[[ Data extract open ]]

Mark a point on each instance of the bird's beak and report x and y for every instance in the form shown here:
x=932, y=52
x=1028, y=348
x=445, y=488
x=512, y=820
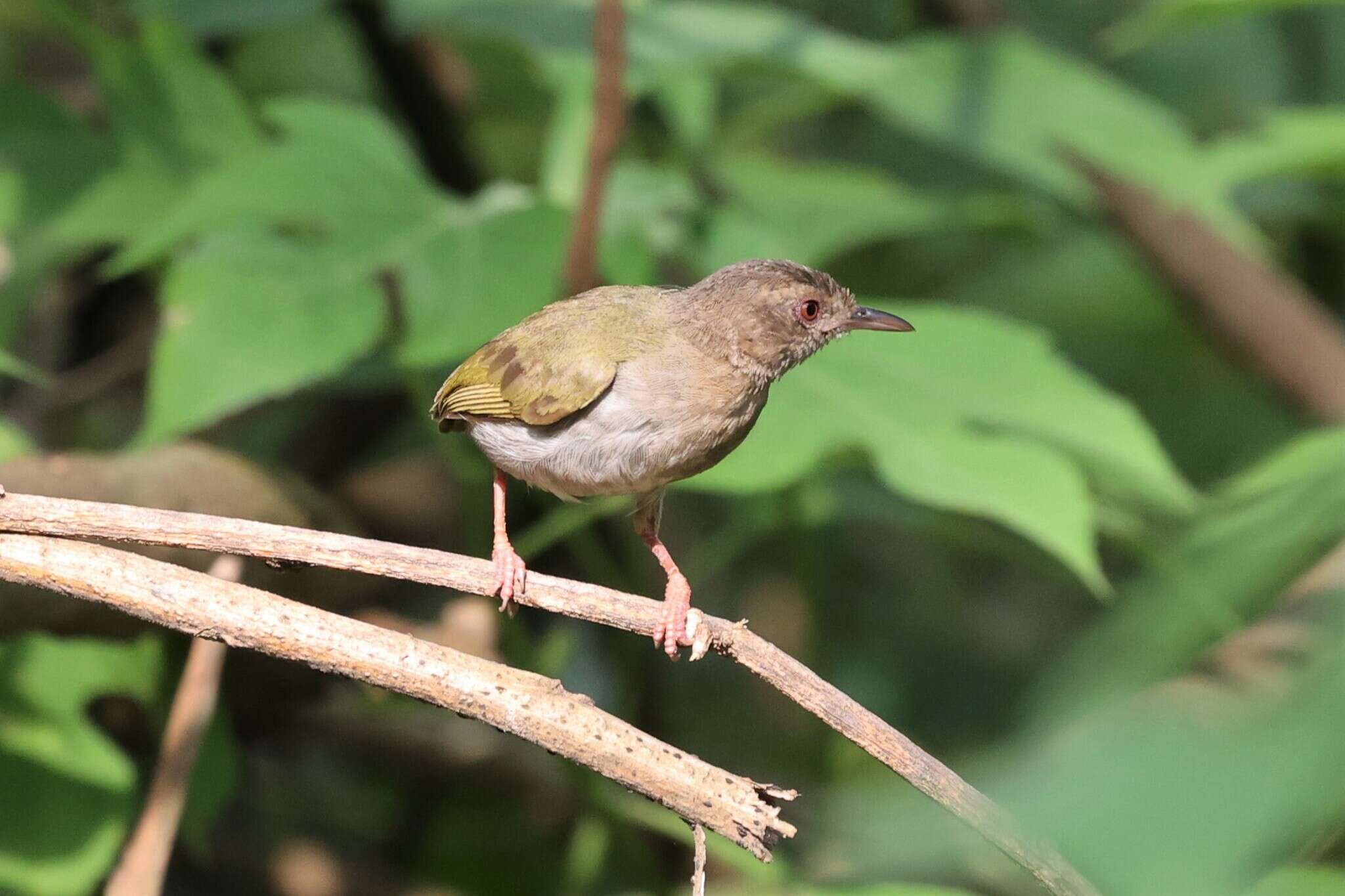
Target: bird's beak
x=873, y=319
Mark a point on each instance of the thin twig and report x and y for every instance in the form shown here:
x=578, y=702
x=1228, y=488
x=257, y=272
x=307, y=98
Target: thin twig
x=608, y=125
x=146, y=857
x=583, y=601
x=698, y=861
x=519, y=703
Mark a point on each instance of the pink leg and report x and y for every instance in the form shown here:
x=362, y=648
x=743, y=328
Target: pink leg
x=677, y=598
x=510, y=572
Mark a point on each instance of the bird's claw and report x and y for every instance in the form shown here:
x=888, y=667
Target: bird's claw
x=510, y=575
x=670, y=633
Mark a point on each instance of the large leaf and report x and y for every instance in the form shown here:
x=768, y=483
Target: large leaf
x=814, y=211
x=77, y=788
x=248, y=317
x=1002, y=100
x=282, y=293
x=973, y=414
x=475, y=280
x=1258, y=534
x=169, y=112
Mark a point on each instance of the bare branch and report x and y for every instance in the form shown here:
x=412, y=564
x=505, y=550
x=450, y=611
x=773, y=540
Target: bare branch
x=698, y=861
x=1266, y=316
x=146, y=857
x=608, y=125
x=583, y=601
x=516, y=702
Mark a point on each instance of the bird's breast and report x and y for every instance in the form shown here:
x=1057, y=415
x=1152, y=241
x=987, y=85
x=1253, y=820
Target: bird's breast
x=651, y=427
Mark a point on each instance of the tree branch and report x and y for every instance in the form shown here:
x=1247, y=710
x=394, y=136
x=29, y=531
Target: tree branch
x=516, y=702
x=608, y=124
x=120, y=523
x=146, y=857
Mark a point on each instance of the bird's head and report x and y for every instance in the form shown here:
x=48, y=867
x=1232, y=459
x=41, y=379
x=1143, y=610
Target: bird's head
x=772, y=314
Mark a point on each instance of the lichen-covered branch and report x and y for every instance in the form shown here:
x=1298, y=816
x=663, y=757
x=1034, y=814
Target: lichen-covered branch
x=516, y=702
x=120, y=523
x=144, y=861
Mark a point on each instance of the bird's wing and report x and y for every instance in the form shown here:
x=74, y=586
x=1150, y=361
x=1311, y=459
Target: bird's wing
x=552, y=364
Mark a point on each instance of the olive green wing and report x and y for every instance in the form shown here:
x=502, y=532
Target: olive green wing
x=550, y=366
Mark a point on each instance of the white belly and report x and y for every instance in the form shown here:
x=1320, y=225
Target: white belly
x=613, y=446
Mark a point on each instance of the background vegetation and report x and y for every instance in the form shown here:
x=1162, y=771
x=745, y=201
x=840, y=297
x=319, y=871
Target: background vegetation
x=1051, y=535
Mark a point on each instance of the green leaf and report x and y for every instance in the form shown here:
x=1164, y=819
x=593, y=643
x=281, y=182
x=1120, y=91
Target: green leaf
x=282, y=292
x=335, y=172
x=169, y=112
x=1256, y=535
x=475, y=280
x=1286, y=141
x=249, y=317
x=1164, y=18
x=1302, y=880
x=78, y=788
x=810, y=213
x=14, y=441
x=1002, y=100
x=973, y=414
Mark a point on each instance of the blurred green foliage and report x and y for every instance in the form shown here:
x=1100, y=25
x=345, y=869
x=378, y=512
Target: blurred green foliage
x=1048, y=535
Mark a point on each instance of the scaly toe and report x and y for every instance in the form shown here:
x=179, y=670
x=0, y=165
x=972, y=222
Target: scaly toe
x=510, y=575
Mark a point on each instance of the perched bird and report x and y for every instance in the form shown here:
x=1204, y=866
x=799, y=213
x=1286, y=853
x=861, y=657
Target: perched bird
x=623, y=390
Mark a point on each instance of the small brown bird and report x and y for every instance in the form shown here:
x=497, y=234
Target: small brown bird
x=623, y=390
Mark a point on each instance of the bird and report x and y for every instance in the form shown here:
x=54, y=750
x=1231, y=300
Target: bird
x=625, y=390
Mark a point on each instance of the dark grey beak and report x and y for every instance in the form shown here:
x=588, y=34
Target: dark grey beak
x=873, y=319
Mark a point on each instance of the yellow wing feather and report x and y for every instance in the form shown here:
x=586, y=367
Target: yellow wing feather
x=552, y=364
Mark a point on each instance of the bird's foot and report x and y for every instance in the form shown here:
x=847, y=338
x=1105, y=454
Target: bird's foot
x=670, y=633
x=510, y=574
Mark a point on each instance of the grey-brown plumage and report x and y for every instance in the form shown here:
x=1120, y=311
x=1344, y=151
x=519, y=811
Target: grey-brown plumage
x=623, y=390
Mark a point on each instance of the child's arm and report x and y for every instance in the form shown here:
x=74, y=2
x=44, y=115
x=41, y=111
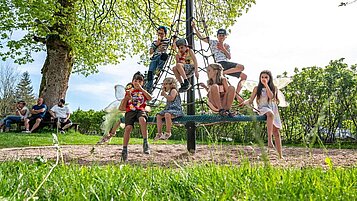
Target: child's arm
x=171, y=96
x=195, y=64
x=204, y=39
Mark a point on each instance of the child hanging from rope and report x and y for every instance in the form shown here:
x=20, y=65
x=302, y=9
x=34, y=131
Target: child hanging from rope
x=267, y=100
x=220, y=95
x=221, y=53
x=186, y=65
x=134, y=104
x=158, y=55
x=172, y=110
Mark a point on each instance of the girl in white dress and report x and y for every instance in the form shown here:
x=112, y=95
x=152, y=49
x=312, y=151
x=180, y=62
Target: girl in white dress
x=267, y=99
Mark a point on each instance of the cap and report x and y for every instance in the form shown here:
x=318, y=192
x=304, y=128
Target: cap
x=181, y=41
x=222, y=31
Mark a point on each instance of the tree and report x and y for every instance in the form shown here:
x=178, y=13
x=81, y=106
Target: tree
x=24, y=90
x=8, y=78
x=81, y=35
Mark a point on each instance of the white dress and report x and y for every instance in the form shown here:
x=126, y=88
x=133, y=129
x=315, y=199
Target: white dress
x=264, y=106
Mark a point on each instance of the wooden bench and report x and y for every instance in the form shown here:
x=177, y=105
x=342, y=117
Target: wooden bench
x=47, y=123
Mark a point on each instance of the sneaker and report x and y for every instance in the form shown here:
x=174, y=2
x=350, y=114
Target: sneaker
x=166, y=136
x=158, y=136
x=124, y=156
x=146, y=148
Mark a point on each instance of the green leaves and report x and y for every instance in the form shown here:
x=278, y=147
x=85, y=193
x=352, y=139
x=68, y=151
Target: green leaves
x=102, y=32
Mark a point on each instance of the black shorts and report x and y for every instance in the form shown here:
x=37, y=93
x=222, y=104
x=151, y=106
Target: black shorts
x=63, y=122
x=228, y=65
x=133, y=116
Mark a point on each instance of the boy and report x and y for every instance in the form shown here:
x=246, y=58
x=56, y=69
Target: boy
x=186, y=65
x=221, y=53
x=158, y=55
x=137, y=98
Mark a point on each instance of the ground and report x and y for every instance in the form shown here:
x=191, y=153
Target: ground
x=177, y=155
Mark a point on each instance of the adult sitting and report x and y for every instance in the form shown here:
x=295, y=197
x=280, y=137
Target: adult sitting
x=21, y=113
x=61, y=114
x=38, y=112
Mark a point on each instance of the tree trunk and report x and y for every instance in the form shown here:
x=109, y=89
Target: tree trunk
x=56, y=70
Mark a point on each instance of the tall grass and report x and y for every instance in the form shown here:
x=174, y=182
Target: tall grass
x=18, y=180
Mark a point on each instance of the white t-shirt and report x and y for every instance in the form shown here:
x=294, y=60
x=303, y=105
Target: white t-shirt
x=60, y=112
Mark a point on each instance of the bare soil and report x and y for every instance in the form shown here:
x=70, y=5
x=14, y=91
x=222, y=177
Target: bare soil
x=177, y=155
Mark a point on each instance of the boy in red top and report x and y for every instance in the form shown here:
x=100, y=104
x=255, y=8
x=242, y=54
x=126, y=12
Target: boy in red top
x=134, y=104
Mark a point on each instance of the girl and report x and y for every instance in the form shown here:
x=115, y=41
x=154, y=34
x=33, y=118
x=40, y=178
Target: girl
x=220, y=94
x=172, y=110
x=186, y=64
x=267, y=100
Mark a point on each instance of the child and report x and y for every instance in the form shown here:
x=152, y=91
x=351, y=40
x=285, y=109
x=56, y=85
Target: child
x=172, y=110
x=137, y=98
x=221, y=53
x=220, y=95
x=267, y=100
x=186, y=63
x=158, y=55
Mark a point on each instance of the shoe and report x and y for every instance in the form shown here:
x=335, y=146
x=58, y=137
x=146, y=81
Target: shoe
x=146, y=148
x=124, y=156
x=158, y=136
x=166, y=136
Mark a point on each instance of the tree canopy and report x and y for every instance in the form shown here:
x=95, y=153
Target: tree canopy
x=99, y=32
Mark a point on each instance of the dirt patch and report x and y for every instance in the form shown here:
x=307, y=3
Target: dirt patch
x=177, y=155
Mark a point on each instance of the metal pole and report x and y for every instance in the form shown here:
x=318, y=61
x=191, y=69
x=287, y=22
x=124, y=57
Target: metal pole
x=190, y=126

[[ Data extract closed ]]

◆ What the task asks
Among the records above, a stretch begins at the line containing "Mark a point on each instance of the small" and ends at the line containing "x=1231, y=300". Restate that stretch word for word, and nothing else.

◆ Exercise solution
Mark a point on each instance of the small brown bird and report x and y for every instance in the form shown here:
x=497, y=234
Target: small brown bird
x=623, y=390
Mark a point on each instance of the bird and report x and y for every instance in the form shown here:
x=54, y=750
x=1231, y=300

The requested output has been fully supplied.